TASK DATA
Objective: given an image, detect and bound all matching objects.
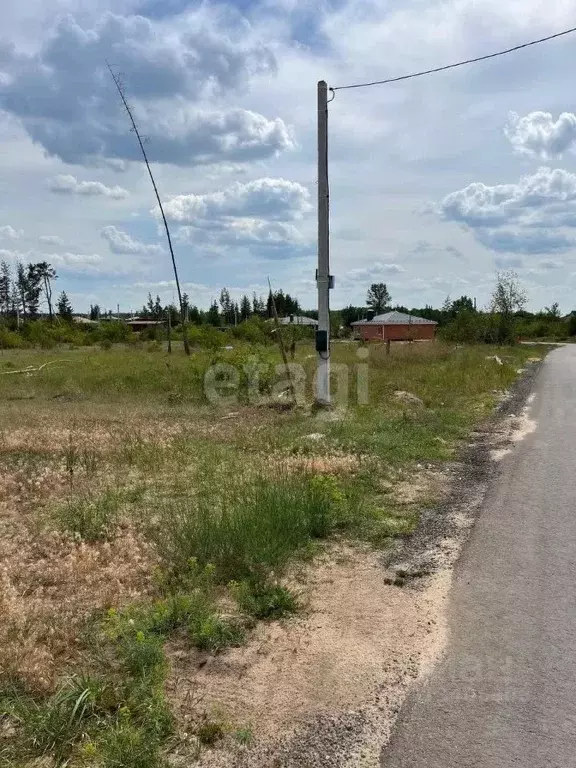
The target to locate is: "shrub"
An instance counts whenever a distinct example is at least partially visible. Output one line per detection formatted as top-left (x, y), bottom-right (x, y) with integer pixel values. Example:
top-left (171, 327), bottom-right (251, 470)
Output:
top-left (230, 581), bottom-right (298, 619)
top-left (0, 326), bottom-right (27, 349)
top-left (152, 473), bottom-right (333, 583)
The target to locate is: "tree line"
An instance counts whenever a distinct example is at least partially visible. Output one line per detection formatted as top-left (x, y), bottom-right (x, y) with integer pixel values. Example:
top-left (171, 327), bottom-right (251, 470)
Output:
top-left (134, 288), bottom-right (302, 327)
top-left (0, 261), bottom-right (576, 343)
top-left (0, 261), bottom-right (72, 320)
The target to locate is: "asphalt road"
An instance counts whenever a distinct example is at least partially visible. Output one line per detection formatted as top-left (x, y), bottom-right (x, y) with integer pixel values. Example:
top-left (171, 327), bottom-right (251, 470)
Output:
top-left (381, 345), bottom-right (576, 768)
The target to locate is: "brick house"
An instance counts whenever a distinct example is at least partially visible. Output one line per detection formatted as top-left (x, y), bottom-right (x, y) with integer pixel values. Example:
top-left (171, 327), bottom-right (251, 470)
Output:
top-left (352, 312), bottom-right (438, 341)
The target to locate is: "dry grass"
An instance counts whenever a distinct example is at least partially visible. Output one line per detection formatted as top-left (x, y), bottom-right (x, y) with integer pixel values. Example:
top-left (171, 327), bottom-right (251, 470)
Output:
top-left (0, 345), bottom-right (531, 768)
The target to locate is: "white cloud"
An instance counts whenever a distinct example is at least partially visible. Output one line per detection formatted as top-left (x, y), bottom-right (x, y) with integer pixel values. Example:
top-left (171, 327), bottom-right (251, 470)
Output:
top-left (437, 167), bottom-right (576, 254)
top-left (162, 178), bottom-right (313, 259)
top-left (504, 112), bottom-right (576, 159)
top-left (100, 224), bottom-right (164, 256)
top-left (48, 174), bottom-right (129, 200)
top-left (177, 219), bottom-right (315, 259)
top-left (346, 261), bottom-right (404, 281)
top-left (0, 224), bottom-right (24, 240)
top-left (0, 248), bottom-right (27, 261)
top-left (45, 252), bottom-right (104, 274)
top-left (0, 10), bottom-right (294, 169)
top-left (160, 178), bottom-right (312, 224)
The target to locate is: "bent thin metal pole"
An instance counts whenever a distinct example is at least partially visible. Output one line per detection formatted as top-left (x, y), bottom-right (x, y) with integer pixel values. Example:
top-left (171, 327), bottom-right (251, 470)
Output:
top-left (316, 80), bottom-right (330, 405)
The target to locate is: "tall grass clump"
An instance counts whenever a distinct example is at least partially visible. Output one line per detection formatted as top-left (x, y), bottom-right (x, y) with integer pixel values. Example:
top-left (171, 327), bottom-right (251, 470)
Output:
top-left (154, 471), bottom-right (334, 582)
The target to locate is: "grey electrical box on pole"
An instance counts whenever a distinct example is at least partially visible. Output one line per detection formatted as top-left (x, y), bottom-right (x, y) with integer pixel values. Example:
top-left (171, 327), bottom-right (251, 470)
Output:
top-left (316, 80), bottom-right (332, 406)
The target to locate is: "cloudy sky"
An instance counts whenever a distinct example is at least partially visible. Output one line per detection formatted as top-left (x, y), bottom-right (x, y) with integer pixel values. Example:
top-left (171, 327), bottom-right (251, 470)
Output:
top-left (0, 0), bottom-right (576, 311)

WORK REQUIRED
An exact transcription of all the entries is required, without the pictures.

COMPLETED EXERCISE
Objective: given an image, detect and bound all matching objects.
The target to locate is: "shrub"
An instance counts whenever a distinct example is at least partially visible. Output one line per detection formatted as top-left (x, y), bottom-right (x, y) with integer pixel values. Example:
top-left (171, 327), bottom-right (251, 470)
Output:
top-left (230, 581), bottom-right (298, 619)
top-left (0, 326), bottom-right (27, 349)
top-left (152, 473), bottom-right (333, 583)
The target to locate is: "tree line"
An instance counts whenever a distinct example is at least partially visible. Output one line per detection formatted as top-left (x, y), bottom-right (x, y) with integer pixel values. Example:
top-left (171, 327), bottom-right (251, 470)
Output:
top-left (134, 288), bottom-right (302, 327)
top-left (0, 261), bottom-right (576, 343)
top-left (0, 261), bottom-right (72, 320)
The target to locate is: "asphalt road"
An instance counts whenever a distinct example is at least partially visible. Output one line per detection formatted as top-left (x, y), bottom-right (x, y) with integer pixel values. Example:
top-left (171, 327), bottom-right (251, 470)
Output:
top-left (381, 345), bottom-right (576, 768)
The target to locate is: "brick house"
An instance counts whenever a distinct example is at least partially visible. Output one line per detection formatted as top-left (x, y), bottom-right (x, y) with integer pixel values. Example:
top-left (171, 327), bottom-right (251, 470)
Output:
top-left (352, 312), bottom-right (438, 341)
The target to locate is: "dry grass"
An instance counts whenever a distinct example is at least partially visible. Output one line per detection formatted as top-left (x, y), bottom-right (x, y) with integer pixel values. Example:
top-left (171, 327), bottom-right (251, 470)
Output:
top-left (0, 345), bottom-right (531, 768)
The target to locate is: "white cloud"
An instance counts whenever a distinct example is at least partially visible. Output one line per detection formatted as top-left (x, y), bottom-right (x, y) with integer pixel values. Example:
top-left (171, 327), bottom-right (251, 470)
Output:
top-left (437, 167), bottom-right (576, 254)
top-left (162, 178), bottom-right (313, 259)
top-left (504, 112), bottom-right (576, 159)
top-left (100, 224), bottom-right (164, 256)
top-left (48, 174), bottom-right (129, 200)
top-left (177, 219), bottom-right (315, 259)
top-left (346, 261), bottom-right (404, 281)
top-left (0, 224), bottom-right (24, 240)
top-left (0, 248), bottom-right (27, 261)
top-left (45, 252), bottom-right (104, 274)
top-left (0, 10), bottom-right (294, 169)
top-left (160, 178), bottom-right (312, 224)
The target to locate is: "bent thin metal pole"
An instance counts whenever a distinct example is at least partially visible. Output one line per detection formatted as top-left (x, y), bottom-right (x, y) with integer pixel values. Example:
top-left (171, 327), bottom-right (251, 470)
Output:
top-left (316, 80), bottom-right (330, 405)
The target to locate is: "tall grass clump"
An instance counts whenever a distinct example is at least partially visible. Output one line per detection formatted as top-left (x, y), bottom-right (x, y) with integer pixel values. Example:
top-left (171, 327), bottom-right (251, 470)
Output:
top-left (154, 471), bottom-right (334, 582)
The target to locate is: "grey electrical box on pole"
An instance counts whenever a distinct example is at least partially visible. Output one line per detection formatted as top-left (x, y), bottom-right (x, y) with integer pixel values. Example:
top-left (171, 327), bottom-right (251, 470)
Output:
top-left (316, 80), bottom-right (332, 406)
The target to locate is: "cloudy sky"
An instance counts whenever a distinct example is at least partially visible. Output one line per detection formatted as top-left (x, y), bottom-right (x, y) with integer pixel values. Example:
top-left (171, 327), bottom-right (251, 470)
Output:
top-left (0, 0), bottom-right (576, 311)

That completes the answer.